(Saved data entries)

##########

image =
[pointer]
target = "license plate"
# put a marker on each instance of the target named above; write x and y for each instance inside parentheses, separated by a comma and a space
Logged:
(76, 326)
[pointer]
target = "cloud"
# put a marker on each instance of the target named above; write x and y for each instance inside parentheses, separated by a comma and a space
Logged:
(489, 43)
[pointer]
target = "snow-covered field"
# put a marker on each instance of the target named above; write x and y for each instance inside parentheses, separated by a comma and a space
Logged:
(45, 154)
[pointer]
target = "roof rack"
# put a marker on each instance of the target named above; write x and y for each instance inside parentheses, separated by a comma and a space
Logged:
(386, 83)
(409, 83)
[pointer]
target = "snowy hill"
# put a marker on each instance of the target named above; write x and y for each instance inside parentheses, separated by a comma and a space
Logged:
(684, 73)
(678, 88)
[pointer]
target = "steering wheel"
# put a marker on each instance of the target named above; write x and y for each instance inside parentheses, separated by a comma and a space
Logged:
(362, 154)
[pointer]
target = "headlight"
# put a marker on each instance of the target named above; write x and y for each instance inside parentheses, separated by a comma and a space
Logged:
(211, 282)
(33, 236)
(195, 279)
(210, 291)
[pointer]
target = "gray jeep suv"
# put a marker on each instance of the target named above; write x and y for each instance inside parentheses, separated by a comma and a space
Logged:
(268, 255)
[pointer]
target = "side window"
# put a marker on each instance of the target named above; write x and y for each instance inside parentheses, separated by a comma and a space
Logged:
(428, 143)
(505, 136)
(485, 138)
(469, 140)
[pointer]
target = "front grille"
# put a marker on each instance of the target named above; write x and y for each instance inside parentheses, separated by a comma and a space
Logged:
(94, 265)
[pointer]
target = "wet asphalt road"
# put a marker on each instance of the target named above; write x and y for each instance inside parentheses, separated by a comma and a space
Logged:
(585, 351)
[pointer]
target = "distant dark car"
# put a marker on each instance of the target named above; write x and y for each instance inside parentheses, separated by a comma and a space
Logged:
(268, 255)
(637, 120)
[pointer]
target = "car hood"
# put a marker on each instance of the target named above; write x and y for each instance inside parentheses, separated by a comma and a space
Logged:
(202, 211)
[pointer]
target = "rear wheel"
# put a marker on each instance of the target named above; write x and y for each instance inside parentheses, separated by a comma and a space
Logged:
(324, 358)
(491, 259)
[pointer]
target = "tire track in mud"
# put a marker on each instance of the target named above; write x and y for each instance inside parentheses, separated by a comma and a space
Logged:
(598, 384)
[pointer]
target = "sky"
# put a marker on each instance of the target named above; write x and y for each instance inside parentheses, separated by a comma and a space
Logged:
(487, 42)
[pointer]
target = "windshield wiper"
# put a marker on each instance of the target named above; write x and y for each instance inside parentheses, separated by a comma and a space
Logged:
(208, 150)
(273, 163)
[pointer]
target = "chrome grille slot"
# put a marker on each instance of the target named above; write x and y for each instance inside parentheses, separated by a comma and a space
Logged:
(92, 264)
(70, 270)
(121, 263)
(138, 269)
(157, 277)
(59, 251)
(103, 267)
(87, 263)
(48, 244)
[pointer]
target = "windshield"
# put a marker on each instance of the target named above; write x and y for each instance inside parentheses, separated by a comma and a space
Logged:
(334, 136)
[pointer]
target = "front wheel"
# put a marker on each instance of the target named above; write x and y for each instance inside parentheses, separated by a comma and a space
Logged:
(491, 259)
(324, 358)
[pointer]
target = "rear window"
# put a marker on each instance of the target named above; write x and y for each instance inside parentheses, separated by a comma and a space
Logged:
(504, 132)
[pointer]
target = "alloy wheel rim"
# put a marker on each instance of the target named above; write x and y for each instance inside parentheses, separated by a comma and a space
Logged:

##########

§ **DIRECTION**
Each line of the listing above should be output exactly.

§ **REPLY**
image =
[pointer]
target = "license plate"
# put a marker on each instance of the target named above; write x and y for each instance inside parentheses, separated by a comma and a space
Logged:
(76, 326)
[pointer]
target = "cloud"
# put a marker on each instance of the target named above; write x and y for each instance inside parentheses, separated by a comma and a space
Logged:
(489, 43)
[pointer]
target = "snow-covered field"
# put a marker on each instance of the target named above; write x and y for each instance inside parentheses, separated by a comma and a space
Logged:
(45, 154)
[pointer]
target = "roof rack"
# put a marker on each instance of the target named above; write x and y for each instance inside parentheses, separated by a comma and a space
Logged:
(386, 83)
(409, 83)
[pointer]
target = "snowy hill"
# put a marker on each instance of the target named above; write x and y for each instance inside parentheses, separated by a comma and a space
Logged:
(684, 73)
(678, 88)
[pointer]
target = "steering wheel"
# put a marker on each instance of the target named above; write x and y for each instance inside parentheses, separated by a comma and a space
Logged:
(362, 154)
[pointer]
target = "headlight"
# put a marker on each instance of the target named above; write x and y for each instance inside parentheses, separated by a comma and a space
Logged:
(211, 282)
(33, 236)
(195, 279)
(210, 291)
[pointer]
target = "gray jeep suv"
# put a marker on each instance of the target named above; write x and y for each instance inside parentheses, separated by a comma and a space
Logged:
(268, 255)
[pointer]
target = "side window"
# put a marker on each instance of the target named above; write x and y for each instance inside parentheses, separated by a comma and a space
Logged:
(428, 143)
(505, 136)
(485, 138)
(469, 140)
[pointer]
target = "front grille"
# put a marker on each instance of the target named above; write x and y for each instance inside parentheses, separated by a comma and a space
Logged:
(94, 265)
[pointer]
target = "wet asphalt road"
# put a marker on each instance of the target named above; write x and y for each instance inside parentheses, separated by a comma and a space
Logged:
(585, 351)
[pointer]
target = "distant dark car"
# put a marker on each instance of the target named above; write x and y for each instance inside parentheses, separated by a comma and a space
Logged:
(268, 255)
(637, 120)
[pointer]
target = "car hood"
# put a marker on each instance of the target named above; write x and y for each instance inside parentheses, separated by a comma and a space
Logged:
(202, 211)
[pointer]
target = "rear wheel"
# put a marker on each instance of the target named above; write x and y for each instance inside parentheses, separated by a comma and a space
Logged:
(324, 358)
(491, 259)
[pointer]
target = "tire track in mud"
# put a marker on each instance of the target named above; write x and y for each instance inside parentheses, separated by a comma and a space
Logged:
(598, 384)
[pointer]
target = "sky"
# put a marker on each instance of the target named above; write x and y for each instance inside parentheses, separated by a comma and a space
Logged:
(487, 42)
[pointer]
target = "windshield wiper"
# put a marker on each instance of the target named above; write x and y for each instance inside parentheses, separated by a comma and a space
Logged:
(208, 150)
(273, 163)
[pointer]
target = "chrome grille slot"
# put a marker on each instance of the target named above; write x and y for each instance inside parentheses, separated by a comma and a space
Logged:
(92, 264)
(70, 270)
(121, 263)
(138, 269)
(157, 277)
(59, 251)
(103, 267)
(87, 263)
(48, 244)
[pointer]
target = "windshield"
# put a marker on each instance of the target named above; write x and y for each instance inside parentheses, separated by a comma and a space
Logged:
(334, 136)
[pointer]
target = "front wheel"
# put a marker on each instance of the target named above; write x and y for each instance inside parentheses, separated by a comma and a space
Logged:
(491, 259)
(324, 358)
[pointer]
target = "rear window"
# put a marker on each instance of the target named above; write x and y for each instance inside parentheses, separated by a comma and a space
Logged:
(504, 132)
[pointer]
target = "alloy wheel rim"
# put a marker on each instance of the target named above; write x and y for each instance inside parentheses, separated by a comma and a space
Logged:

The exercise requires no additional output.